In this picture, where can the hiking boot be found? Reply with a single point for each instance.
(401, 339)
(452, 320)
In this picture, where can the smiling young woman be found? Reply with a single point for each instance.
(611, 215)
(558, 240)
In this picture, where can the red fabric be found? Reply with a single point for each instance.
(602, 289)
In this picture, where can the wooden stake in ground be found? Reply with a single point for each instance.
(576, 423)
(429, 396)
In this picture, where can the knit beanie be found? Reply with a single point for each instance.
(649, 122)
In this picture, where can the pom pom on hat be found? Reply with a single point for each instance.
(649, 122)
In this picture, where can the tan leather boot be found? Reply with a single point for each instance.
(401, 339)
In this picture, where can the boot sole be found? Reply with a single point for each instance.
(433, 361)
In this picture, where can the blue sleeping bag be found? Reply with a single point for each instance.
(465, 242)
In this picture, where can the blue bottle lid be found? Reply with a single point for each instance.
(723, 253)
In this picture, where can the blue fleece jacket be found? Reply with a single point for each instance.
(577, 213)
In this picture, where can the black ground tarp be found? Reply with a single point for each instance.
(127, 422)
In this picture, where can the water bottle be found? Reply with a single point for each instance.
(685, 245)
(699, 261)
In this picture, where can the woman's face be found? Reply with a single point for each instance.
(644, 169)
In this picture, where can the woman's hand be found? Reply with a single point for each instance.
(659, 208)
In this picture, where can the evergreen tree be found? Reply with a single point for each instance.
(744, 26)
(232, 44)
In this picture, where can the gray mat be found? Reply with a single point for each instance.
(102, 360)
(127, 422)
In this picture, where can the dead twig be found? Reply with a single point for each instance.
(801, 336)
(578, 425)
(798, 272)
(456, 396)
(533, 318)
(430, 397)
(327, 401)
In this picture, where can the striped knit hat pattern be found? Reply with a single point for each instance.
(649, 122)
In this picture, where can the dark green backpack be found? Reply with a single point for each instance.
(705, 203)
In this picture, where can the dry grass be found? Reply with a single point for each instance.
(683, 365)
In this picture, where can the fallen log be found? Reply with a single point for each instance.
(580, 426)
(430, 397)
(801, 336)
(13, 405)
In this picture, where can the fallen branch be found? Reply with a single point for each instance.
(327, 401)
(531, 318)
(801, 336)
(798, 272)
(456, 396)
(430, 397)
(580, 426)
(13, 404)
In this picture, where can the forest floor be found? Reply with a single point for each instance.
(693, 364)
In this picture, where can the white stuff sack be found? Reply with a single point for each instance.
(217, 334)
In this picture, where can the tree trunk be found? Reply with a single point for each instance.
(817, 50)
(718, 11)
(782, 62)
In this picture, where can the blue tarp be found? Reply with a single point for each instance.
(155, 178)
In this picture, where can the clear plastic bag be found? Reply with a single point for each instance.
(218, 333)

====================

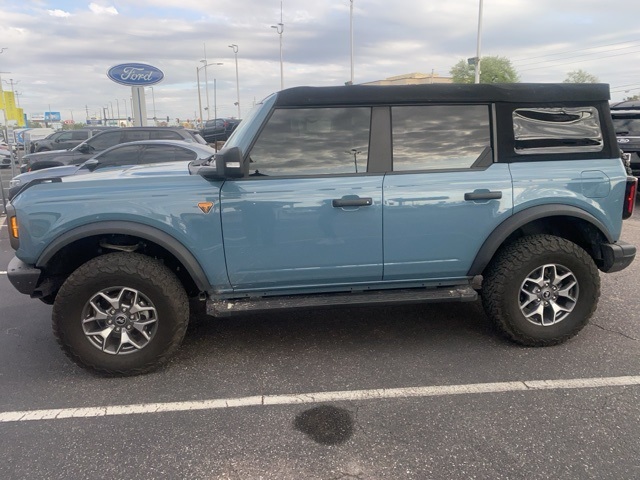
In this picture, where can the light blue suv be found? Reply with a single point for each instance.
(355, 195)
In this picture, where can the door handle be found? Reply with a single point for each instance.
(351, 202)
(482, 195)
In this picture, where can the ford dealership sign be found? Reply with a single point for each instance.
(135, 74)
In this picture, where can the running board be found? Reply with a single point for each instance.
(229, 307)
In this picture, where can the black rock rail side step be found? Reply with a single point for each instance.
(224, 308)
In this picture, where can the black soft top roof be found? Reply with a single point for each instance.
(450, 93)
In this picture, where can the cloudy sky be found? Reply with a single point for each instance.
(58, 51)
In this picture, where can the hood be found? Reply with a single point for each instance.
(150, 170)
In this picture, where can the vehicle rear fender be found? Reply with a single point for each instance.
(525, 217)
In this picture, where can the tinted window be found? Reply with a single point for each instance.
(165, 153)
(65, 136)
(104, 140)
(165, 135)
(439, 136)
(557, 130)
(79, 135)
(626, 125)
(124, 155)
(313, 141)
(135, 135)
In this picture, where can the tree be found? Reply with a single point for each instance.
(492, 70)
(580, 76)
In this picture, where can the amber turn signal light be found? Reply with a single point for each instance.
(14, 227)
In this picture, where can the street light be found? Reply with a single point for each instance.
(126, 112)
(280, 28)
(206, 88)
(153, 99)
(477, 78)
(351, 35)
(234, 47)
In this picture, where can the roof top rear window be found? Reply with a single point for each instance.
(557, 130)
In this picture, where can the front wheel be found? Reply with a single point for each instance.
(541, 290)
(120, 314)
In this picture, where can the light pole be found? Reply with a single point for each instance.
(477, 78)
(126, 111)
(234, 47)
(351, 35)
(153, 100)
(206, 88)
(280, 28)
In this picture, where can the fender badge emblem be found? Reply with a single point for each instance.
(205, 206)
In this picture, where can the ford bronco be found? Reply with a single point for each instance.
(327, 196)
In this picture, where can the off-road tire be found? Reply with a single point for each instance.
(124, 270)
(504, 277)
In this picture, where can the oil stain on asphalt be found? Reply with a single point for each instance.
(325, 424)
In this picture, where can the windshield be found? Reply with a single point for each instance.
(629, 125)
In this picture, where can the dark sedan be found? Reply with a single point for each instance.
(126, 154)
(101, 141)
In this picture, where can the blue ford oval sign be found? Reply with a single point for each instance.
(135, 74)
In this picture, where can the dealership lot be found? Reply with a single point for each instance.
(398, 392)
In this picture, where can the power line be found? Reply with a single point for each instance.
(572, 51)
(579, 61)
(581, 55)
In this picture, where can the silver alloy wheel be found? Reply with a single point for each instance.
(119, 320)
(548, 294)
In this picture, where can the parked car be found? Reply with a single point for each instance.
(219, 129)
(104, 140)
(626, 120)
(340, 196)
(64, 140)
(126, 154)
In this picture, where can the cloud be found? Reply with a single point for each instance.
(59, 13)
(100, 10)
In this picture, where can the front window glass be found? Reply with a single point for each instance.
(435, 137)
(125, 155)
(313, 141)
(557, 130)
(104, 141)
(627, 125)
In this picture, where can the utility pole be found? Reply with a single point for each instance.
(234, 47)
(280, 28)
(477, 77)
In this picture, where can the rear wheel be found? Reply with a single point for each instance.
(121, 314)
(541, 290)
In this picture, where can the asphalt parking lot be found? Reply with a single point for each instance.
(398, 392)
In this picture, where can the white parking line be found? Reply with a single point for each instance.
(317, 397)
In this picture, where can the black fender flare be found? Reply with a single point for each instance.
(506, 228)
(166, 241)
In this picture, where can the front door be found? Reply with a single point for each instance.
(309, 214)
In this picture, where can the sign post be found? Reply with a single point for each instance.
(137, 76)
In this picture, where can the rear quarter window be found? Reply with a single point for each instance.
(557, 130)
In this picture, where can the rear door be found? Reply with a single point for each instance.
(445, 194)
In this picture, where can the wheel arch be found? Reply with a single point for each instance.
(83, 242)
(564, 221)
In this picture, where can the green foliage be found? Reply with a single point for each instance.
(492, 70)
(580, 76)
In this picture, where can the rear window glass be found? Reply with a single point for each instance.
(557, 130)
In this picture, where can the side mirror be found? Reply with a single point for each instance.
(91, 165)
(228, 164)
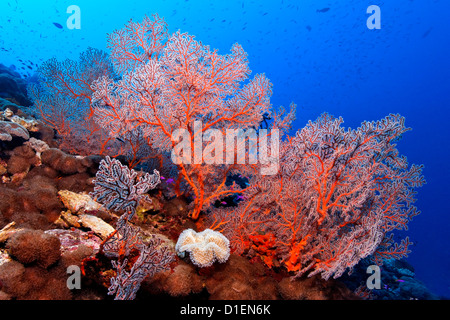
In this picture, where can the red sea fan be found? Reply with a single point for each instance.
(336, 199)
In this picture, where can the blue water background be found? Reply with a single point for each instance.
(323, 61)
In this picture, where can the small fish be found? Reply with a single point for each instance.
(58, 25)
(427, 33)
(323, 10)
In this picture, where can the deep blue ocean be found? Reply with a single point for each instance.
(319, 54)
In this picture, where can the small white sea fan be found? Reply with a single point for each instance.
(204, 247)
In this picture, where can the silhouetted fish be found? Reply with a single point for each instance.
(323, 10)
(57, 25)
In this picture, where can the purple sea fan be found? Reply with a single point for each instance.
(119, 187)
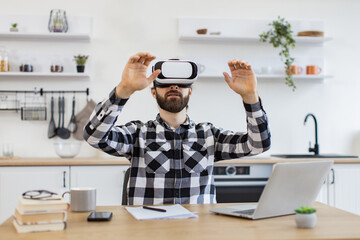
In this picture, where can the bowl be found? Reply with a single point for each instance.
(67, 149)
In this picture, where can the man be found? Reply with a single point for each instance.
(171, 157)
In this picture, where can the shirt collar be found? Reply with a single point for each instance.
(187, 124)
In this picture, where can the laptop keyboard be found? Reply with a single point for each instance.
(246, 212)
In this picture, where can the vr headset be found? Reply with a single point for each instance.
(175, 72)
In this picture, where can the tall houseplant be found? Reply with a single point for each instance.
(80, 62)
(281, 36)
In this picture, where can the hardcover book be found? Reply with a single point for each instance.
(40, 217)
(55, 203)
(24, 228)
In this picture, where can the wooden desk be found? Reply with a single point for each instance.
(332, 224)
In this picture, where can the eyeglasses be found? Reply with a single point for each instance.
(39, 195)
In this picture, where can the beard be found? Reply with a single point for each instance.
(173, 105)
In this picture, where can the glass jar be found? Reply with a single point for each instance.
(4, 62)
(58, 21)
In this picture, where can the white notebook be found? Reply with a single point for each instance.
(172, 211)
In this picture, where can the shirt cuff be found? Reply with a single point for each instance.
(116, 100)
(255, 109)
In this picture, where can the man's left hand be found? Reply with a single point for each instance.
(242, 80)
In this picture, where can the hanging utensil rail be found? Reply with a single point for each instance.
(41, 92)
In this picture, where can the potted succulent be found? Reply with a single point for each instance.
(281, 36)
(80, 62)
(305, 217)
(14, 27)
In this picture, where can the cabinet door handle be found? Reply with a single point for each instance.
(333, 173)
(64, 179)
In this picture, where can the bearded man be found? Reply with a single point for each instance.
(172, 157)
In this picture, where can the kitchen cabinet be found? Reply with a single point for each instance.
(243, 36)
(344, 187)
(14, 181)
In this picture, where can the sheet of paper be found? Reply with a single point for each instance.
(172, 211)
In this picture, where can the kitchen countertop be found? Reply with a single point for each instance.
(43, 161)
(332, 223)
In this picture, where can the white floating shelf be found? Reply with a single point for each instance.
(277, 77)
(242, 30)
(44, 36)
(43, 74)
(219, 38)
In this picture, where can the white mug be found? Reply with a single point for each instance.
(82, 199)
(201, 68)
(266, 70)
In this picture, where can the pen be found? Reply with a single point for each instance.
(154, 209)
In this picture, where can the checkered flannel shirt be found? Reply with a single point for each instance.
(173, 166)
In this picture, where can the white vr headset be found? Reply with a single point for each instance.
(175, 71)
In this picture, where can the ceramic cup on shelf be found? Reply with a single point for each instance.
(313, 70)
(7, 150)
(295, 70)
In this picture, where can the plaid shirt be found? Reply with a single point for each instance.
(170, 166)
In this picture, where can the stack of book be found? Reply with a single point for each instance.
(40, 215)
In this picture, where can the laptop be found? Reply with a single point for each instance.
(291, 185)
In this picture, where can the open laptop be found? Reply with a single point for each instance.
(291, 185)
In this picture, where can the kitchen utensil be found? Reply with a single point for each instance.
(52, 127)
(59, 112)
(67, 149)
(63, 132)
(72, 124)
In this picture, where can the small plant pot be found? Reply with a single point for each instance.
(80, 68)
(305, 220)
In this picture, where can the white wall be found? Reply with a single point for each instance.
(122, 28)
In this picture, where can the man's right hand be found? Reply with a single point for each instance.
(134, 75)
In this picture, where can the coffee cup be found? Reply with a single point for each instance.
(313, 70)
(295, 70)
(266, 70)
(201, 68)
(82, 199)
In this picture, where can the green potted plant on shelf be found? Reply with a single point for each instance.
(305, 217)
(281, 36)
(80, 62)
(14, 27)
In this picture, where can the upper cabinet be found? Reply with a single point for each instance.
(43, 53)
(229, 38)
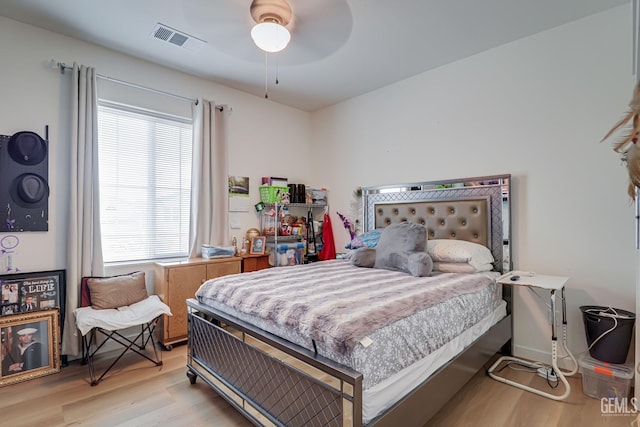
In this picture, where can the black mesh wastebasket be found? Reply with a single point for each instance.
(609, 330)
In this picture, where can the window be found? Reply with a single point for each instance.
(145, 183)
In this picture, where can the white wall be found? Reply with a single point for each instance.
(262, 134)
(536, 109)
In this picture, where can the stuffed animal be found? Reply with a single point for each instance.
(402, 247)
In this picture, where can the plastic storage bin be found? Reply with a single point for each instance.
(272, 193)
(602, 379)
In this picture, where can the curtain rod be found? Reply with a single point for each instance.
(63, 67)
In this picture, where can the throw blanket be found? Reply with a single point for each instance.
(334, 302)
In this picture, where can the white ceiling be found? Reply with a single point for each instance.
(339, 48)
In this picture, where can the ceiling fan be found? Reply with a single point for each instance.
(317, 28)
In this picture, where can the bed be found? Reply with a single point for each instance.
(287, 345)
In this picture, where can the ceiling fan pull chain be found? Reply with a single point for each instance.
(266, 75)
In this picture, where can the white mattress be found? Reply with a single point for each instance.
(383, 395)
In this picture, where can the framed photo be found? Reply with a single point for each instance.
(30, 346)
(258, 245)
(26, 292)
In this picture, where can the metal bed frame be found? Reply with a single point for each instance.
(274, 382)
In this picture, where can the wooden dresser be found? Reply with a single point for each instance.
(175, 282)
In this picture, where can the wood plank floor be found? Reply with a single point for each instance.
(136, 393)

====================

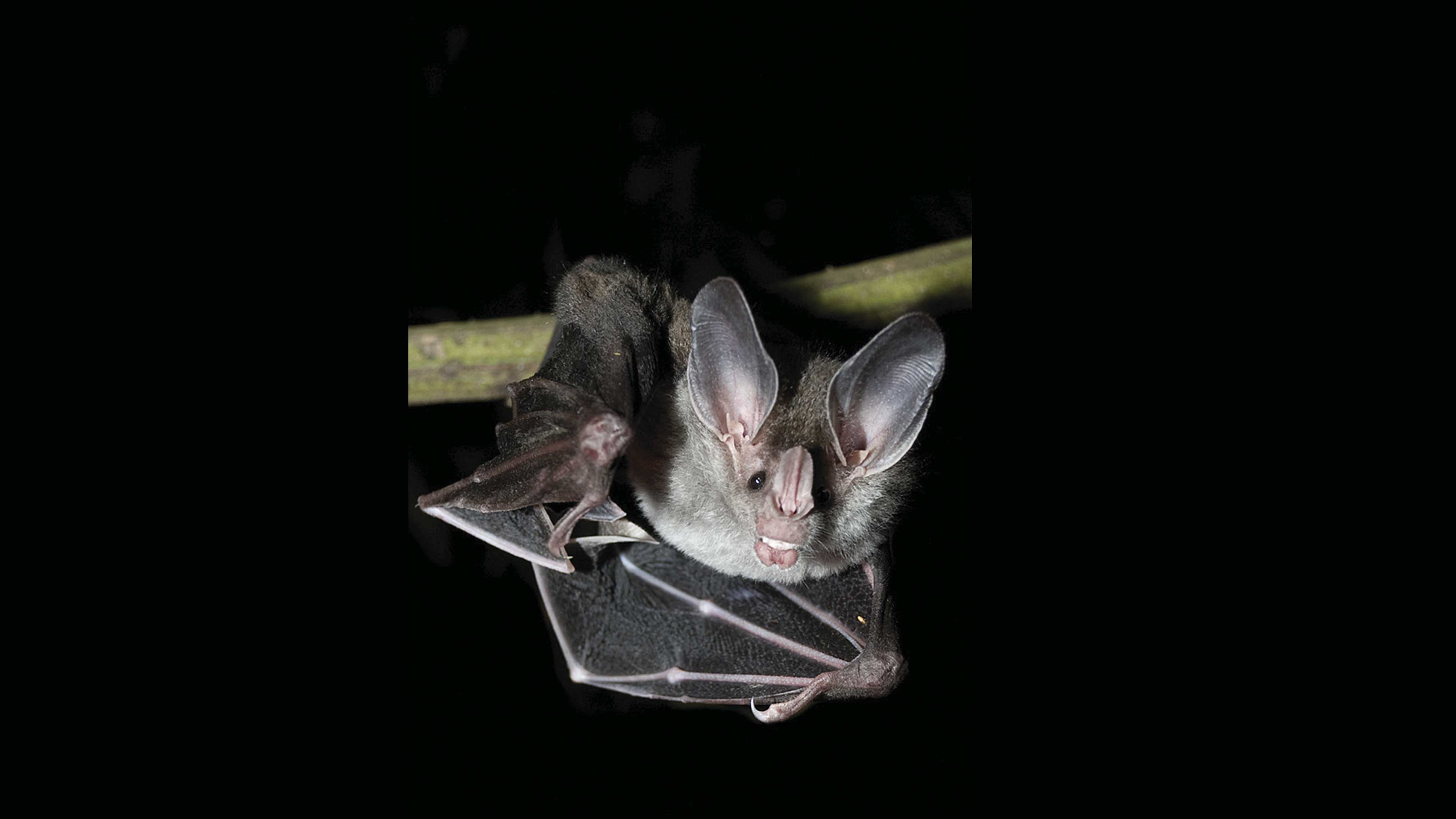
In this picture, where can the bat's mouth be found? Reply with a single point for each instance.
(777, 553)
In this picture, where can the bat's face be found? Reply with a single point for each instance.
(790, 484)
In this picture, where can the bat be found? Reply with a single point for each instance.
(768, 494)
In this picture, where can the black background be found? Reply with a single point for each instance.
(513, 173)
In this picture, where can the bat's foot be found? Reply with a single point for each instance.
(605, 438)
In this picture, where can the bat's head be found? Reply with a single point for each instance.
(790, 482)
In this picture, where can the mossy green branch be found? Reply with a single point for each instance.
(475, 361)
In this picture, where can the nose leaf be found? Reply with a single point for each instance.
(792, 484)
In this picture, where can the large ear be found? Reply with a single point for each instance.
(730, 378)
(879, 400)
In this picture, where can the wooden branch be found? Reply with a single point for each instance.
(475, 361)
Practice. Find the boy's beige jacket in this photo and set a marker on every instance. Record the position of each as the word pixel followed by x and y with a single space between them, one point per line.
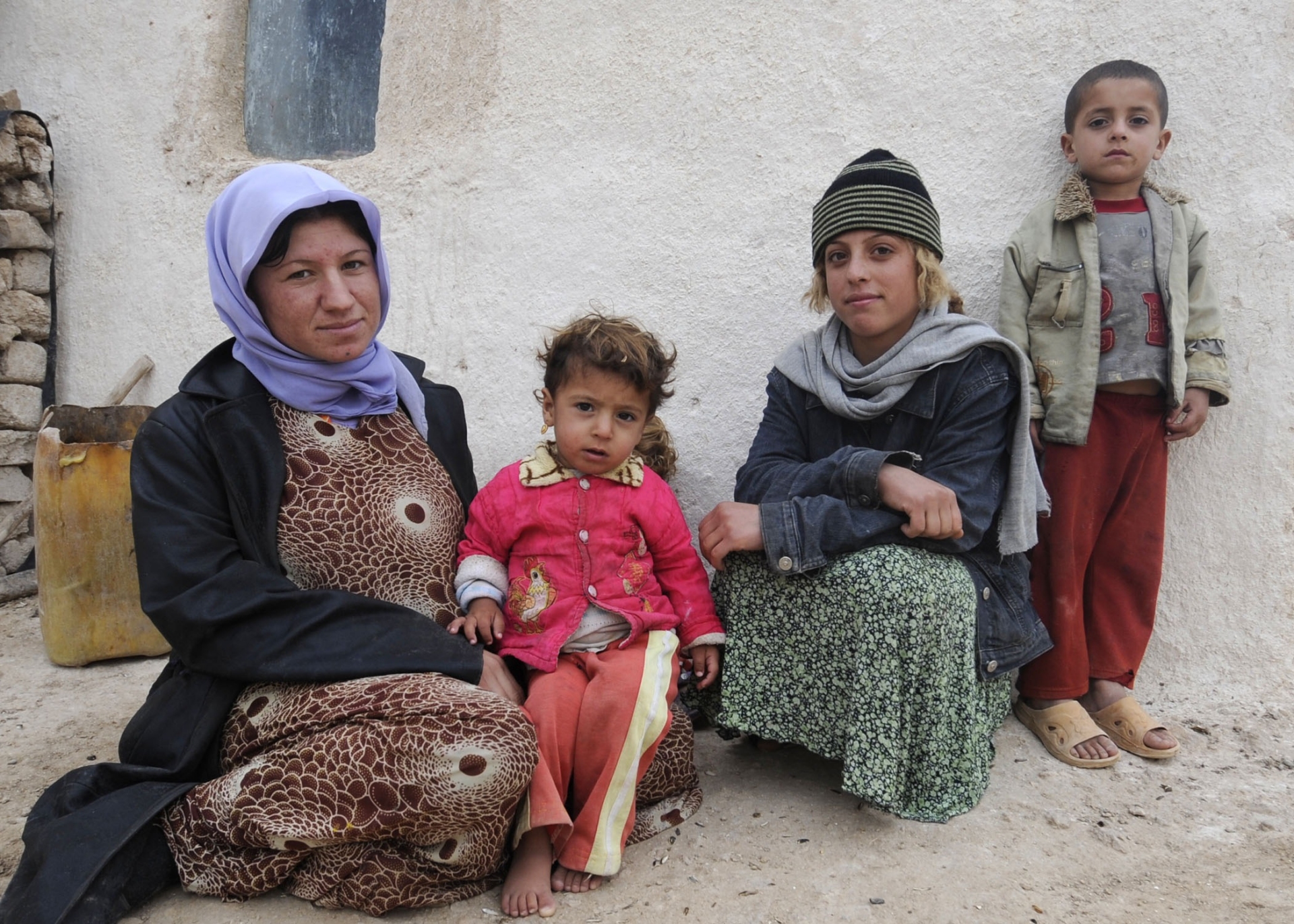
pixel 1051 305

====================

### [EXERCISE BRIEF]
Pull out each line of the items above that contains the word "photo", and list them.

### [TASK OUTPUT]
In this picture, where can the framed photo be found? Reply with a single point for each instance.
Practice. Find the boy's beige jacket in this photo and set a marker on every instance. Record the position of each as the word pixel followed by x and y with a single space between them, one point per line.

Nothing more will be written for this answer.